EXTRACT TO READ:
Paulthier, the French Indianist,
may, or may not, be taxed with too much enthusiasm
when saying that India appears before him as the grand and primitive
focus of human thought, whose steady flame has ended by
communicating itself to, and setting on fire the whole
ancient world1 yet, he is right in his statement.
It is Aryan metaphysics2 that have led the mind to
occult knowledge the oldest and the mother science of all,
since it contains within itself all the other sciences.
And it is occultism the synthesis of all the discoveries in nature
and, chiefly, of the psychic potency within and
beyond every physical atom of matter that has been the primitive
bond that has cemented into one cornerstone the foundations of
all the religions of antiquity.

COMPLETE THE FOLLOWING:
a. In the passage on India and occult knowledge, which field is named as the oldest and the mother science of all?
b. Extend the passage on India and occult knowledge with a few sentences that pick up right after its last one.
The records that come next are unrelated to the work here.

DATASET EXCERPTS:
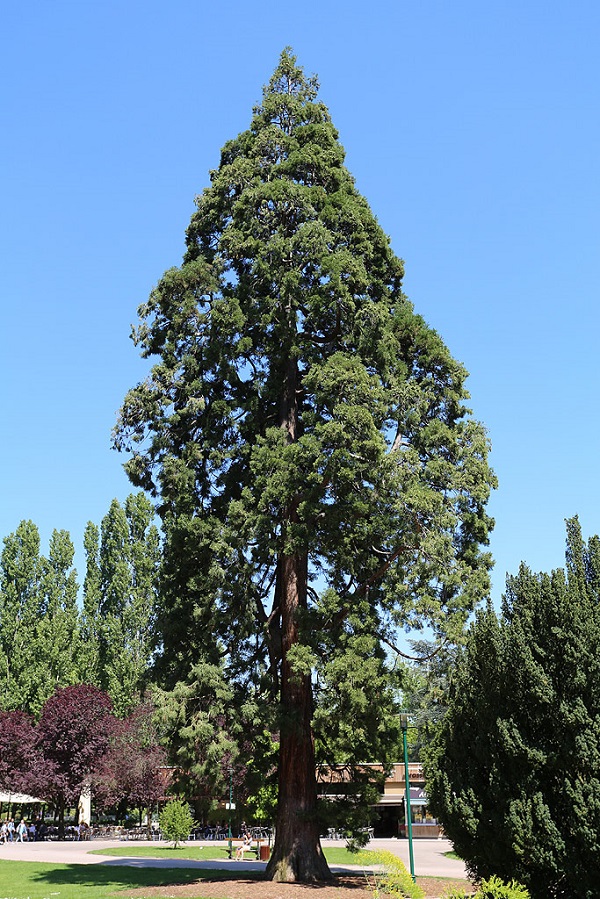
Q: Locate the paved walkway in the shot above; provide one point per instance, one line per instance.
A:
(429, 855)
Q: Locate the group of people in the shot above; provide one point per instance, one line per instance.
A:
(19, 833)
(10, 832)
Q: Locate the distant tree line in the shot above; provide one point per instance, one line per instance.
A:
(78, 745)
(49, 638)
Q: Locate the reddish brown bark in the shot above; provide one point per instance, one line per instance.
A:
(297, 854)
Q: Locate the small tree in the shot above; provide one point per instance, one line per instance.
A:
(176, 821)
(514, 771)
(73, 734)
(130, 770)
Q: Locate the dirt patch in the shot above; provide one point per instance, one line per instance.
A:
(346, 887)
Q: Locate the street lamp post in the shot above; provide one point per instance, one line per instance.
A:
(230, 807)
(404, 726)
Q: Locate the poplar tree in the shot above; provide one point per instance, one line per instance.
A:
(120, 599)
(39, 618)
(306, 437)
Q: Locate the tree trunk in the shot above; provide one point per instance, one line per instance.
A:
(297, 853)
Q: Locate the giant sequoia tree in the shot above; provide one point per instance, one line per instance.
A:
(319, 478)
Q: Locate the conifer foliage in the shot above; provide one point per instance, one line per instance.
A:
(302, 428)
(514, 771)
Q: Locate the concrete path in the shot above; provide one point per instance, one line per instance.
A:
(429, 856)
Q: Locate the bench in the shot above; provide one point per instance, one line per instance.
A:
(234, 844)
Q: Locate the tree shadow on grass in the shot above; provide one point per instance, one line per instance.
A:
(115, 877)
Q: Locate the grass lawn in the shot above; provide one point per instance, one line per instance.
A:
(33, 880)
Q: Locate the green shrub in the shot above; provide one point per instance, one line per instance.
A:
(176, 821)
(390, 878)
(494, 888)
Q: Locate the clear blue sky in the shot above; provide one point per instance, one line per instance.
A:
(472, 129)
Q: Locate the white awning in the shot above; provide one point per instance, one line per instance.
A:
(19, 797)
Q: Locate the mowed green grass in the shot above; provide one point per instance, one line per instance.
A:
(38, 880)
(41, 880)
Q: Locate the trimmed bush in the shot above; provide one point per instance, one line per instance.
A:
(176, 822)
(391, 877)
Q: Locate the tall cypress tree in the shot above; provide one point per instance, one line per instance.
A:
(318, 475)
(514, 770)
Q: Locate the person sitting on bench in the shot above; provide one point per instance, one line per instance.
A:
(246, 845)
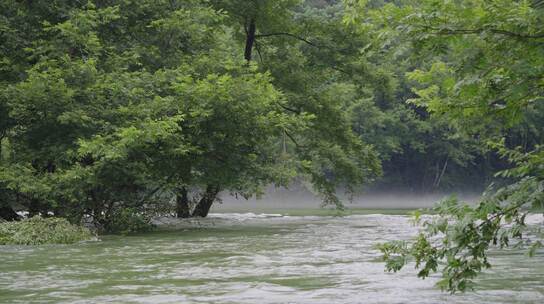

RESULTS BY TASK:
a. Occult knowledge.

b.
The primitive spark has set on fire every nation, truly,
and Magic underlies now every national faith, whether old
or young. Egypt and Chaldea are foremost in the ranks of
those countries that furnish us with the most evidence upon the
subject, helpless as they are to do as India does to protect
their paleographic relics from desecration. The turbid
waters of the canal of Suez carry along to those that wash the
British shores, the magic of the earliest days of Pharaonic
Egypt, to fill up with its crumbled dust the British,
French, German and Russian museums. Ancient,
historical Magic is thus reflecting itself upon the scientific
records of our own all-denying century. It forces the hand
and tires the brain of the scientist, laughing at his efforts
to interpret its meaning in his own materialistic way,
yet helps the occultist better to understand modern Magic,
the rickety, weak grandchild of her powerful, archaic
grandam. Hardly a hieratic papyrus exhumed along with the
swathed mummy of King or Priest-Hierophant, or a weather-beaten,
indecipherable inscription from the tormented sites of Babylonia
or Ninevah, or an ancient tile-cylinder that does not
furnish new food for thought or some suggestive information to
the student of Occultism. Withal, magic is denied
and termed the "superstition" of the ignorant ancient
philosopher.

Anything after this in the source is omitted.